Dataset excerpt

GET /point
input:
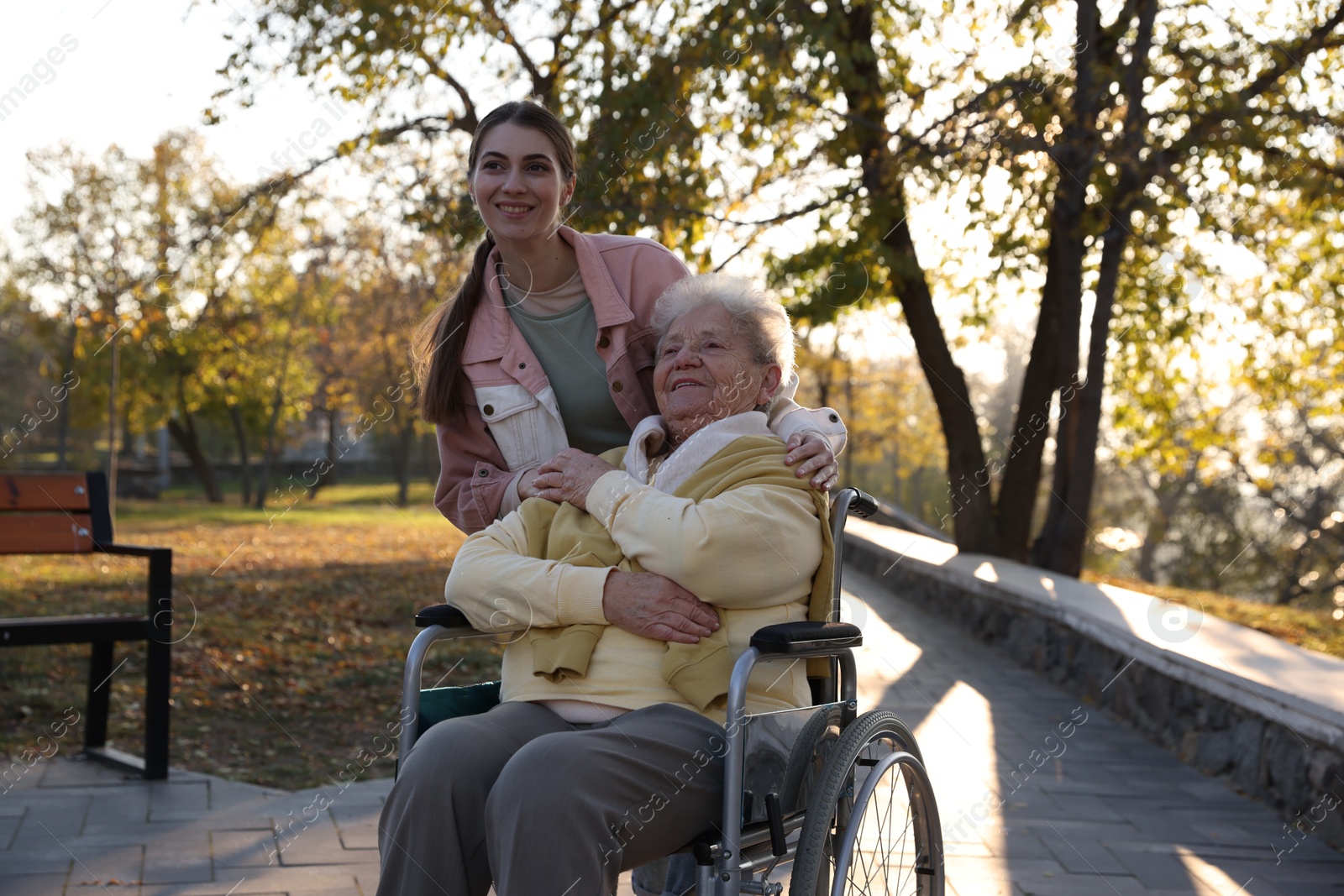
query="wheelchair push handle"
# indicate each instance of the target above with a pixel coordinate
(862, 504)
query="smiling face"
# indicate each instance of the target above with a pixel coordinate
(706, 372)
(517, 184)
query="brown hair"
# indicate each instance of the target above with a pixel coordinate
(440, 338)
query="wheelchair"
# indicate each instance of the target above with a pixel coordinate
(837, 799)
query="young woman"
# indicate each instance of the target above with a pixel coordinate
(549, 343)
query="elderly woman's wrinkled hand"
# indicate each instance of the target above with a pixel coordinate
(813, 456)
(658, 607)
(569, 477)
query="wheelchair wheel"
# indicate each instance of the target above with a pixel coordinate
(873, 824)
(817, 739)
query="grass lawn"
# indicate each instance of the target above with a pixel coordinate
(1310, 629)
(291, 633)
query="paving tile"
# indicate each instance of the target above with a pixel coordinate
(8, 828)
(978, 878)
(116, 862)
(34, 862)
(171, 801)
(358, 826)
(1155, 871)
(1079, 851)
(34, 884)
(242, 848)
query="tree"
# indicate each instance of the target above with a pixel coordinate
(839, 120)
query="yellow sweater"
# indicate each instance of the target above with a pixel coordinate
(739, 531)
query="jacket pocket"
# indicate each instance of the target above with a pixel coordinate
(511, 414)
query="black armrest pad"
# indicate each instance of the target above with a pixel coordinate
(441, 614)
(799, 637)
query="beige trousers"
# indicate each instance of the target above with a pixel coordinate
(546, 808)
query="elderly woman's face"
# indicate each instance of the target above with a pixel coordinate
(706, 372)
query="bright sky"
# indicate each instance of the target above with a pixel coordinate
(101, 71)
(136, 70)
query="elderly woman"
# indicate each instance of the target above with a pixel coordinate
(605, 752)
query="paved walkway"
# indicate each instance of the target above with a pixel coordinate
(1088, 806)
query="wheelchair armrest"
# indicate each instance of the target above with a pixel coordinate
(441, 614)
(803, 637)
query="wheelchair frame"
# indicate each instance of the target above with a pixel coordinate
(721, 866)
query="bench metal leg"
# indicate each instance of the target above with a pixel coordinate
(158, 687)
(100, 691)
(159, 665)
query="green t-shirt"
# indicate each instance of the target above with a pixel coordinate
(566, 345)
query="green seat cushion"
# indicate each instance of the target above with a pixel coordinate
(438, 705)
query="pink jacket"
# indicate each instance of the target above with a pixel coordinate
(512, 419)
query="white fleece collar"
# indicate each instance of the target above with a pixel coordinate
(651, 436)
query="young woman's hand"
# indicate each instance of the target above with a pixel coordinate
(813, 456)
(569, 476)
(528, 484)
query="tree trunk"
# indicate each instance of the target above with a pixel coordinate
(64, 422)
(190, 445)
(1065, 533)
(405, 443)
(269, 453)
(328, 476)
(1159, 523)
(244, 464)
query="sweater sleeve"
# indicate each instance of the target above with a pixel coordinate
(788, 418)
(499, 587)
(743, 548)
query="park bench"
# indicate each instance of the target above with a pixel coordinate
(69, 513)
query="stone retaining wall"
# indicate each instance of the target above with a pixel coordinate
(1257, 754)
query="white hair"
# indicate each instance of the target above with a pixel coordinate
(763, 320)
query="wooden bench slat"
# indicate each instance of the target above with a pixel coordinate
(46, 533)
(44, 492)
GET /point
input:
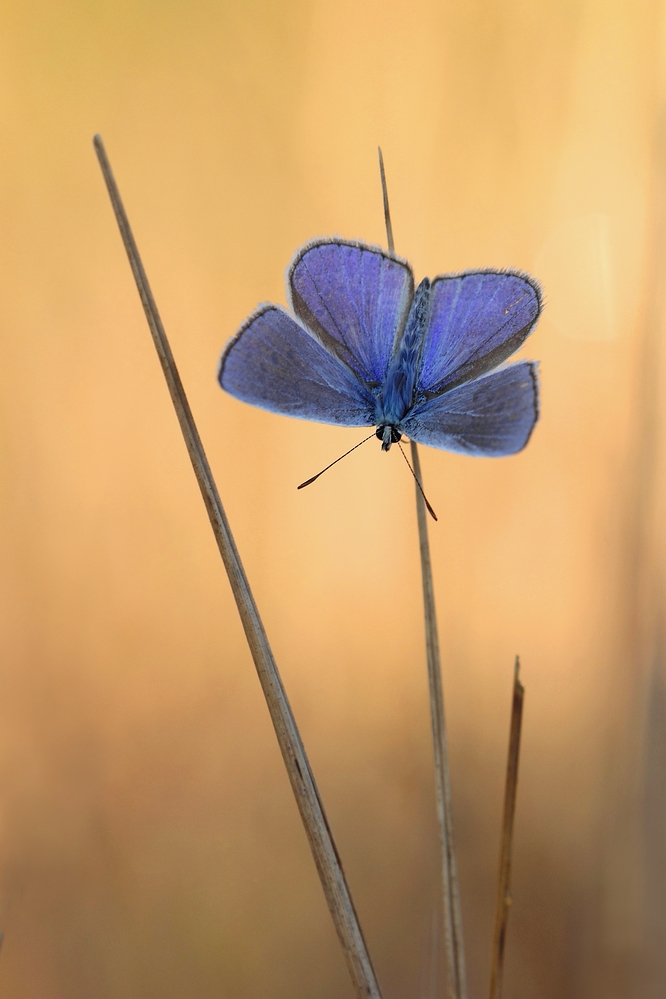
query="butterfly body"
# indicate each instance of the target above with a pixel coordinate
(362, 348)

WHAT NEEDS TO BE DONE: Copy every line of the data exactly as written, excluding the pictures.

RIGHT ANSWER:
GET /point
input:
query="wheelchair push handle"
# indicate each instance of the target above with a pixel coordinate
(862, 504)
query="smiling face"
# indicate each instance of the target above with a pixel coordinate
(706, 372)
(517, 184)
query="brown hair"
# indicate each instance of the target above with a pixel coordinate
(440, 338)
query="wheelchair"
# indicate each instance of the target above with a pixel coordinate
(837, 799)
query="young woman"
# indicate each instance of the target above with a pixel coordinate
(549, 343)
query="elderly woman's wrinkled hand"
# indicate each instance of the target above with a pixel coordinate
(813, 456)
(658, 607)
(569, 477)
query="wheelchair wheel"
# indicate each instance of the target above with a pixel coordinate
(873, 824)
(817, 739)
query="grass lawn"
# indicate each instance of the target above with a pixel coordinate
(1310, 629)
(291, 633)
query="paving tile"
# indicate each instance of the target above with a pixel coordinate
(8, 828)
(978, 878)
(116, 862)
(34, 862)
(171, 801)
(358, 826)
(1155, 871)
(1079, 851)
(34, 884)
(242, 848)
query="tree"
# indicate each instance of the target above with a pixel coordinate
(839, 120)
query="yellow sweater"
# indicate each instance of the target above with a pixel coordinate
(739, 531)
query="jacket pocket"
# indicate each instance of the target above with a pixel coordinate
(511, 414)
query="black armrest pad"
# indicate each instance of the target above with a pixel coordinate
(441, 614)
(799, 637)
query="beige trousers"
# indicate each instance of the target above with a pixel coordinate
(546, 808)
query="elderly woman's face"
# indicate each instance of the target above with a pixel coordinate
(706, 372)
query="bright sky"
# indicate each instance of the target above with a pixel coordinate
(101, 71)
(136, 70)
query="elderly woman"
# indicate each instance of the target above with a pixel coordinate
(605, 752)
query="paved walkway"
# indicate each instance of the target above with a pixel coordinate
(1088, 806)
query="wheelchair armrest"
# indicate each instance of the target above with a pixel coordinate
(441, 614)
(803, 637)
query="wheelchair frame"
# indicate each instance of the target above with a pixel coordinate
(721, 866)
query="bench metal leg"
# indicate each instance of the target above with a pixel coordinate
(158, 687)
(100, 691)
(159, 665)
query="green t-shirt"
# indicate each instance of the target above with a pixel coordinate
(566, 345)
query="green seat cushion"
# indicate each instance of the target above with a pixel coordinate
(438, 705)
query="pink jacket"
# indicate each instance of the target above with a pixel coordinate
(512, 419)
query="white fleece collar"
# indicate each instance of the target above with a pixel coordinate
(651, 436)
query="young woman's hand"
# indicate each instance of the target above with a pixel coordinate
(813, 456)
(569, 476)
(528, 484)
query="tree trunk"
# indicate each instance of the target above with a pixel coordinate
(64, 422)
(190, 445)
(1065, 533)
(405, 443)
(269, 453)
(328, 476)
(1159, 523)
(244, 464)
query="sweater sleeve"
# indicate each instance of the target above with a pixel coordinate
(788, 418)
(499, 587)
(743, 548)
query="park bench"
# indicate each instance of the target above with a pixel coordinate
(69, 513)
query="stone retaining wall"
# indicate each instance of the target above with a pixel coordinate
(1257, 754)
query="white hair"
# indicate each instance of the target above with a pixel coordinate
(763, 320)
query="wooden bench slat"
# indicate each instance of the target above with a pixel coordinate
(46, 533)
(44, 492)
GET /point
input:
query="butterfly body"
# indicate each instance of the target above with a pixel coordinate
(362, 348)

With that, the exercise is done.